# TEXT PASSAGE
-=-=-
The cross power spectrum $S^\nu_{a_i, a_j}$ measures a finite sample of the spatial frequency space $S^\nu(u, v)$ of the radio signal, also called visibility function. Let (u, v) be the coordinates in such space, and (l, m) the direction cosines of sky pointings. Then, visibilities are related to the sky brightness distribution by the following approximation:

(4) \begin{equation} S^\nu(u, v) = \int\int \frac{A(l, m) I^\nu(l, m)}{\sqrt{1 - l^2 -m^2}}e^{-i2\pi(ul + vm)}\, dl \, dm,\end{equation}

where A(l, m) is the primary beam of the telescope, and $I^\nu(l, m)$ is the sky specific intensity one wishes to measure. Equation (4) defines the visibility function as Fourier transform of the sky intensity.

Samples in $S^\nu_{a_i, a_j}$ are placed on a regular grid $S^\nu(u_x, v_y)$ whose side turns out to be of length $N_x$ , in a process called gridding. Then, the 2D inverse Fast Fourier Transform (2D FFT) algorithm is used to recover an approximation of $I^\nu(l, m)$ , the dirty image $\hat{I}^\nu(l, m)$ :

(5) \begin{equation} \hat{I}^\nu(l, m) = 2D FFT(S^\nu(u_x, v_y)).\end{equation}

It is an approximation because the finite number of antenna pairs does not provide full coverage of the (u, v) plane. The computational time complexity of gridding is $\Theta(N_a^2)$ , and the 2D FFT one is equal to $\Theta(N^2_x\log(N^2_x))$ .

Most science applications of imaging require a further step named deconvolution, where artifacts due to the discrete sampling of the (u, v) plane are removed from the dirty image. CLEAN (Högbom Reference Högbom1974) is an iterative algorithm that implements deconvolution and it is computationally expensive to run. However, FRBs are so bright that such distortion effects do not practically impair the detection process and the CLEAN step is not necessary. For the same reason, we do not correct distortions caused by the wide FoV.

Correlation and inverse 2D FFT are the most computationally expensive steps of the dirty imaging process. Assuming the image side length $N_x$ is greater than the number of antennas $N_a$ , the execution of the correlation algorithm is likely to be faster than the 2D FFT one. However, the former is performed at every time sample whereas the latter only at the end of an integration interval containing $N_s$ time samples. The cost of the 2D FFT per time sample is $\Theta(N^2_x\log(N^2_x)N_s^{-1})$ . Figure 1 illustrates the contribution of correlation, gridding and 2D FFT to the total execution time of the imaging process as a function of the integration time. Figure 2 shows that correlation and 2D FFT are almost equally important for a representative integration time required to study FRBs.
-=-=-
Records from a point labeling set:

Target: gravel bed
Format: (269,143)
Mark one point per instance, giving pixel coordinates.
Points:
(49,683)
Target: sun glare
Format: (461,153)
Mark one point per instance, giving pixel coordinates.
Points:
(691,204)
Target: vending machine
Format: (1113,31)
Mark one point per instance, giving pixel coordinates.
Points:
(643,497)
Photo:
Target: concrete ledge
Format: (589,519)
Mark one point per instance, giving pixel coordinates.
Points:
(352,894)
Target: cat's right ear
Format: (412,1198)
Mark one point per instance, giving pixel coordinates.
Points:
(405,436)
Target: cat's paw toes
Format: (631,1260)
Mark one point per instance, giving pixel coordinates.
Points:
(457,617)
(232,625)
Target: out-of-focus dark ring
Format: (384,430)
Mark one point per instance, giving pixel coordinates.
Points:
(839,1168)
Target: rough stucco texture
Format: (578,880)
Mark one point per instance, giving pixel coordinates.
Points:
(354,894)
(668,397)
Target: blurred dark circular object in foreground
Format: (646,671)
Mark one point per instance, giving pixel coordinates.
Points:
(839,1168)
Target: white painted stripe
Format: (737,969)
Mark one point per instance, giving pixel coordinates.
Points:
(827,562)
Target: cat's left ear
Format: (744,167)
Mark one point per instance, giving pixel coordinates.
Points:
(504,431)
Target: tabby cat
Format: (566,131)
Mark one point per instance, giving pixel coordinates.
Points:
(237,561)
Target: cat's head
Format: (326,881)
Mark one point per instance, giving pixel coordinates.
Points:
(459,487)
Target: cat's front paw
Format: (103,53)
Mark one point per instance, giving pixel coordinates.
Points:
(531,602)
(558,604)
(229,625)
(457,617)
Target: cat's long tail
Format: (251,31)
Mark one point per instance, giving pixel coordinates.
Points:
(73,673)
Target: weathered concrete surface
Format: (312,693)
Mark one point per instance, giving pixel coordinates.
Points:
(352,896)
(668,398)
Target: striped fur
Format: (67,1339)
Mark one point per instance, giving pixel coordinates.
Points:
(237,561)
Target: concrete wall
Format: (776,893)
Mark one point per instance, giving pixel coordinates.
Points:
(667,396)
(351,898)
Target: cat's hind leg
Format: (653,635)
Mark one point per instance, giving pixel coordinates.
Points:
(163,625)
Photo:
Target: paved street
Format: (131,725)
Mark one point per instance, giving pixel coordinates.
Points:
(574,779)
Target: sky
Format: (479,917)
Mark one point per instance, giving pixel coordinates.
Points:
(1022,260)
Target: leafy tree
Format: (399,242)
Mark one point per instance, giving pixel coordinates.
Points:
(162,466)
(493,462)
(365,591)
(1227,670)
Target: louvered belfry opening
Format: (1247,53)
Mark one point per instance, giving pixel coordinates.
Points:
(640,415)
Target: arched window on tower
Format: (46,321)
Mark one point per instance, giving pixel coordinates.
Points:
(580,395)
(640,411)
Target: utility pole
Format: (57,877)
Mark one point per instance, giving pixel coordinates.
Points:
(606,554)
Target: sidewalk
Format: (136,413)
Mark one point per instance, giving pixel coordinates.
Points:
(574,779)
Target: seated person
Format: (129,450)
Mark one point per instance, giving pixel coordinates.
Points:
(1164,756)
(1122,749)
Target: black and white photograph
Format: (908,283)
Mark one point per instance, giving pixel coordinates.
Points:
-=-=-
# ACTIONS TO TAKE
a - In the radio imaging passage, name the steps whose contribution to total execution time Figure 1 illustrates.
b - Write the next part of the radio imaging passage, picking up after its final sentence.
These records were drawn from a separate source.

# RESPONSES TO THE EXERCISE
a - Correlation, gridding, and 2D FFT.

b -
Figure 1. Relative computational cost per time sample of the main steps of the imaging process. The number of fundamental numerical operations of the correlation, gridding and 2D FFT algorithms expressed as a percentage of their sum is a proxy of their relative computational cost. Curves shown in the plot arise when the imaging process is instantiated on MWA Phase I VCS data at observational frequency of 150 MHz. The integration time is the critical parameter that determines whether 2D FFT or correlation is the dominant part of the computation.

Figure 2. Significant computational costs in the context of an FRB search. The computational cost per time sample of correlation and 2D FFT in the imaging process for the MWA Phase I VCS data, at an integration time of 50 ms and observational frequency of 150 MHz (left panel). In the same setting, beamforming requires three orders of magnitude more computation than imaging (right panel).

Figure 3. The BLINK FRB search pipeline. The distinguishing features of the BLINK pipeline are the utilisation of GPU cores to execute every compute stage and a homogenous data representation throughout. In addition to parallelisation of computation, the proposed approach eliminates the need of using the filesystem as a temporary staging storage. Intermediate data products to feed successive stages already reside in GPU memory, removing expensive CPU-GPU memory transfers. The CPU is left the task of reading the voltage data from disk, planning and submitting GPU computations, managing memory, and presenting the final output to the user. Dashed lines characterise steps yet to be implemented.

The reason for choosing imaging over beamforming is the computational cost. If correlation can be, within a constant factor, considered as representative of the cost of the imaging process, then the ratio between beamforming and imaging costs is $\Theta(N^2_x / N_a)$ . Because the number of pixels is at least three orders of magnitude larger and increases much faster than the number of antennas, the growth of the ratio highlights the expensive cost of beamforming. The advantage of imaging can also be found with a more precise analysis on the number of computational steps that considers the time complexity of correlation and 2D FFT, presented in the right panel of Figure 2.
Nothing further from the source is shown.